■ **Verilen metin**
Sayfalar

2 Kasım 2012 Cuma

ÇOCUKLAR NİÇİN YALAN SÖYLER?



Yalan söylemek toplumumuzda en çok yadırganan ahlaki zaaflardan birisidir. Bundan dolayıdır ki aileler kendi çocuklarının yalan söylemesi karşısında kaygılanır ve bazen de onlara ciddi manada tepki gösterirler.
Aslında çocuklar 5-6 yaşından önce genellikle gerçekle, gerçek olmayanı karıştır ve hayallerini gerçekmiş gibi anlatırlar. Bu dönemde ailelerin “çocuğum yalan söylüyor” diye kaygılanmasına gerek yoktur. Çünkü çocukların bu ifadeleri yalan olarak değerlendirilemez.
Çocuk, gerçeği ayırt ettiği yaşa geldiğinde bu huyundan vazgeçer. Ama bazı çocuklar bu evreyi de geçtiği halde yalan söylemeye devam ederler. Asıl dikkate alınması gereken bu süreçteki yalanlardır.
ÇOCUKLARIN YALAN SÖYLEMESİNE YOL AÇAN ETKENLER:
Psikolojik bir ilke olarak denilebilir ki “her davranışın bir nedeni-gerekçesi vardır.” Akli dengesini kaybetmediği sürece kişinin hemen hemen hiçbir davranışı anlamsız ve sebepsiz değildir.  Kişi, sergilediği davranışlarıyla iç dünyası hakkında ipuçları verdiği gibi çevresine de bir takım mesajlar gönderir.

■ **Kayıtlı veriler**
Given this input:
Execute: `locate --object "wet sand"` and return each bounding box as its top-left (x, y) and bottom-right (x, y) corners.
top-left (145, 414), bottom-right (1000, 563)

■ **Görev A**
Çocukların neden yalan söylediğine dair yazıya göre çocuklar genellikle hangi yaştan önce gerçekle gerçek olmayanı karıştırır?
■ **Görev B**
Çocukların neden yalan söylediğine dair yazı, 5-6 yaşından küçük çocuğu olan ailelerin "çocuğum yalan söylüyor" diye kaygılanmasını neden gereksiz buluyor? Bir ile üç cümle arasında açıklayın.
■ **Görev C**
Çocukların neden yalan söylediğine dair yazıyı kaldığı yerden sürdürün.

■ **Görev sonucu A**
5-6 yaşından önce.

■ **Görev sonucu B**
Bu yaştan önce çocuklar gerçekle gerçek olmayanı karıştırır ve hayallerini gerçekmiş gibi anlatır. Bu yüzden söyledikleri yalan olarak değerlendirilemez.

■ **Görev sonucu C**
Bu mesajların doğru bir şekilde algılanması, kişinin olumsuz davranışına kaynaklık eden sebeplerin doğru bir şekilde anlaşılmasını sağlayacaktır.  
Çocuğun yalan söylemesini de bu kategoride değerlendirmek gerekir. Çocuk sebepsiz yere yalan söylemez. Çocuğu yalan söylemeye sürükleyen bazı nedenler vardır. Bu nedenleri tam anlamadan çocuğa nasihat etmek, onu azarlamak uzun vadeli bir çözüm getirmeyecektir.
Çocuk azarlamalardan ve nasihatlerden dolayı belki kısa bir süre için yalan söylemeyi bırakmış gibi görünebilir. Ama çocuğu yalan söylemeye iten sebepler ortadan kalkmadıkça kalıcı bir çözüm sağlanamayacaktır.
Genel anlamda çocukların yalan söylemesine sebep olan faktörler gelince;
 1- Çocuğun model aldığı kişilerin yalan söylemesi:
 Çocuğun yalan söylemesinin en önemli sebebi, yaşadığı çevredeki insanların yalan söylemesidir. Diğer bir ifade ile çocuk yalan söylemeyi çevresinden öğrenir. Özellikle çocuğun model aldığı kişilerin (ebeveyn, yakın akrabalar, arkadaşları vs...) yalan söylemesinin çocuk üzerinde büyük bir etkisi vardır.
Yanında telefonla konuşan annesinin, arkadaşına hasta olduğunu ve bu yüzden davet edildiği yere gidemeyeceğini duyan çocuk, bazen yalan söylenebileceğini öğrenir.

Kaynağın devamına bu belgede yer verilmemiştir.